Requirement.
Give every line from the entries that contains "chimney".
Top of Data to examine
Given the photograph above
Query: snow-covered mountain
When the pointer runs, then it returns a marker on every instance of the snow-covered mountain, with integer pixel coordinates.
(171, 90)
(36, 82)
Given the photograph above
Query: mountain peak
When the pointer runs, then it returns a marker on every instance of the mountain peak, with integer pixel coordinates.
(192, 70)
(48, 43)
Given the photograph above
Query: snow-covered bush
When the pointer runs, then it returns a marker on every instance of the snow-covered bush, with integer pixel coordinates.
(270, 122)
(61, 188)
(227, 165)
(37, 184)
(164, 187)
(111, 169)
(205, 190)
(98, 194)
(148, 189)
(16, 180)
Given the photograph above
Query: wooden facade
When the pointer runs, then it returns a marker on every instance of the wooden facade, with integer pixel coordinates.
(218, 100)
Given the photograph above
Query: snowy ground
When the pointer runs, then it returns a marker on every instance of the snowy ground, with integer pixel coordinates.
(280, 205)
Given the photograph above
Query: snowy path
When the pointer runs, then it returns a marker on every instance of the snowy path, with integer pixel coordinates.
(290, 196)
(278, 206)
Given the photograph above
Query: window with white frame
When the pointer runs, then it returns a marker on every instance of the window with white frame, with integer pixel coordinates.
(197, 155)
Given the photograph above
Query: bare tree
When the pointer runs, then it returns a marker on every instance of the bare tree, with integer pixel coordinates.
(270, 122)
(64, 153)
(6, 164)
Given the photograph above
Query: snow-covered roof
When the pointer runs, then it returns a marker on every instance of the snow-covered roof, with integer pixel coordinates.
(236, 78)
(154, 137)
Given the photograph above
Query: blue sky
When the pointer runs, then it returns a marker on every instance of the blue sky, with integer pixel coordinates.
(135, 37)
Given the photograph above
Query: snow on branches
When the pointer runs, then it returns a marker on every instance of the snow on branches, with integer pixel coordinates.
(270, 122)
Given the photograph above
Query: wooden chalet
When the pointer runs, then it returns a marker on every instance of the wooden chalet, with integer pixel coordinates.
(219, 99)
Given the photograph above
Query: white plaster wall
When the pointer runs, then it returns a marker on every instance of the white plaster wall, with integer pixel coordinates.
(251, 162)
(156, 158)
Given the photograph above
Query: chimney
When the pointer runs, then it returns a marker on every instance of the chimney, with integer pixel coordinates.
Bottom of Data to examine
Completed task.
Query: chimney
When the pointer runs, then it returns a marker on every instance of the chimney, with integer pixel coordinates.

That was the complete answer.